Requirement: Duplicate every line of the material below without any alteration.

Segmentation labeling entries:
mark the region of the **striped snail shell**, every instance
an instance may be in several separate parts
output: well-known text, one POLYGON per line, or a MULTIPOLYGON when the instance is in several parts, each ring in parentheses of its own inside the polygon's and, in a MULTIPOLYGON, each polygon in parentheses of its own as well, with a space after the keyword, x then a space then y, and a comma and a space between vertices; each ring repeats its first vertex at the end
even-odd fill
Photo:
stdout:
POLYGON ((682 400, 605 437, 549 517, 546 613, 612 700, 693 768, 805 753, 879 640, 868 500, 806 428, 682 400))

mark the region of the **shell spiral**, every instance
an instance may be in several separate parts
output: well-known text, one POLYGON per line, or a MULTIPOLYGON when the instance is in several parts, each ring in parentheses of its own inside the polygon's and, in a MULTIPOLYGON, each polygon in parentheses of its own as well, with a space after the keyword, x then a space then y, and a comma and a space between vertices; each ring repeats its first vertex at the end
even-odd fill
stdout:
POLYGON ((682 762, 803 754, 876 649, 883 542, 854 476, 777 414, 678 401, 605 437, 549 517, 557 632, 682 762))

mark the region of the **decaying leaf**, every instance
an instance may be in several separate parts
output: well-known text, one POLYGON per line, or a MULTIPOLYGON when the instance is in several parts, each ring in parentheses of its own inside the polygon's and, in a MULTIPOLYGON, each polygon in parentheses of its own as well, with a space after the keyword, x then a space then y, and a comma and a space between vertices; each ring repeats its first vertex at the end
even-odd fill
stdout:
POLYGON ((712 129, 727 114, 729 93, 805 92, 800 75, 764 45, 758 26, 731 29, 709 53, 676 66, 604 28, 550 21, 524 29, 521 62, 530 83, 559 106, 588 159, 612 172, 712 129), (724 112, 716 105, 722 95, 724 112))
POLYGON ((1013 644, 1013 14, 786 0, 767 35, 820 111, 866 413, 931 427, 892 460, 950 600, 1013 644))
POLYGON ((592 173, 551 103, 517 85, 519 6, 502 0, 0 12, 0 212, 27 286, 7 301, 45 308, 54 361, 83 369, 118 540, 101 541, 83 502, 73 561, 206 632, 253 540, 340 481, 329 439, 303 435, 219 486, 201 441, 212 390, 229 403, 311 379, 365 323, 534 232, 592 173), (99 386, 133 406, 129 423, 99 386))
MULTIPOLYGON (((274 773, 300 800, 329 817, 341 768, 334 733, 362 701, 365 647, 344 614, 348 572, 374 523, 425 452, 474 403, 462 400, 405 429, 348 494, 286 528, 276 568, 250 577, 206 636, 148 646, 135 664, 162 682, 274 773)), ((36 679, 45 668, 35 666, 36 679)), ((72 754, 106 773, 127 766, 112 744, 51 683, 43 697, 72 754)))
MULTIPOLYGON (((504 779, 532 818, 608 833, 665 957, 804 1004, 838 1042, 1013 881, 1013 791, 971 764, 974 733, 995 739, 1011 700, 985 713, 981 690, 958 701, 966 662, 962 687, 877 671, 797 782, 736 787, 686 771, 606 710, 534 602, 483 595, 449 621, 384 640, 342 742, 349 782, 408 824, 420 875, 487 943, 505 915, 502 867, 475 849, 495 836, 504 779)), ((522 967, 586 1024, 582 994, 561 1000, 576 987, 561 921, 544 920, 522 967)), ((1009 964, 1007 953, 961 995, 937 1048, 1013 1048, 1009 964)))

Response to the task:
mark the region of the **striped snail shell**, every instance
an instance may be in several separate parts
output: well-known text, one POLYGON per line, or a MULTIPOLYGON when the instance is in several parts, each ring in parentheses of its own inside the polygon's and, in a MULTIPOLYGON, each polygon in parentheses of its own as well, with a space after the keyword, x then a space then y, and a comma and a space between vertices; each ring repeats its first vertex at the end
even-odd fill
Photo:
stdout:
POLYGON ((682 400, 605 437, 549 517, 546 613, 612 700, 693 768, 805 753, 879 640, 868 500, 806 428, 682 400))

mark the region of the **shell spiral**, every instance
an instance may be in several separate parts
output: well-known text, one POLYGON per line, or a MULTIPOLYGON when the instance is in several parts, each ring in parentheses of its own inside the polygon's and, in a MULTIPOLYGON, each polygon in parentheses of its own as well, with a space after the keyword, x then a space then y, and a comma and a space between vertices; each ring repeats its first vertex at the end
even-odd fill
stdout:
POLYGON ((682 762, 803 754, 876 649, 883 542, 854 476, 777 414, 678 401, 605 437, 549 517, 557 632, 682 762))

mark the region of the **decaying leaf**, every instance
an instance may be in several separate parts
output: well-known text, one POLYGON per line, or a MULTIPOLYGON when the instance is in several parts, each ring in parentheses of its own inside the polygon's and, in a MULTIPOLYGON, each polygon in parentheses of its own as well, with a space after the keyword, x then a space then y, and a comma and a space between vertices; each ring repeats its first vertex at the end
even-odd fill
stdout:
POLYGON ((712 129, 727 114, 729 93, 805 92, 800 75, 764 45, 758 26, 731 29, 709 53, 676 66, 604 28, 550 21, 524 29, 521 62, 530 83, 559 106, 588 159, 612 172, 712 129), (724 112, 716 105, 722 95, 724 112))
POLYGON ((1013 644, 1013 14, 786 0, 767 35, 820 111, 866 413, 931 427, 892 460, 950 600, 1013 644))
POLYGON ((592 173, 551 103, 517 85, 519 6, 502 0, 0 12, 0 212, 27 286, 7 301, 45 308, 54 361, 83 369, 118 540, 101 541, 83 502, 73 561, 206 632, 253 540, 340 481, 329 439, 303 435, 219 486, 201 441, 212 390, 229 403, 311 379, 365 323, 534 232, 592 173), (99 386, 133 406, 129 423, 99 386))
MULTIPOLYGON (((274 773, 300 800, 329 817, 341 768, 334 733, 362 701, 365 647, 344 614, 348 572, 374 523, 425 452, 474 403, 462 400, 405 429, 348 494, 286 528, 276 568, 250 577, 206 636, 148 646, 135 664, 162 682, 274 773)), ((36 679, 45 668, 35 666, 36 679)), ((72 754, 106 773, 127 766, 112 744, 51 683, 43 697, 72 754)))
MULTIPOLYGON (((504 779, 532 818, 608 833, 665 957, 804 1004, 838 1042, 1013 881, 1013 791, 971 764, 974 733, 995 739, 1011 700, 985 713, 981 690, 958 701, 966 662, 962 687, 877 671, 797 782, 736 787, 686 771, 606 710, 534 602, 483 595, 449 621, 384 640, 342 742, 349 782, 408 824, 420 875, 487 943, 505 915, 502 867, 475 849, 495 836, 504 779)), ((522 967, 586 1024, 582 994, 561 1000, 576 987, 561 921, 544 920, 522 967)), ((1009 964, 1007 953, 961 995, 937 1048, 1013 1048, 1009 964)))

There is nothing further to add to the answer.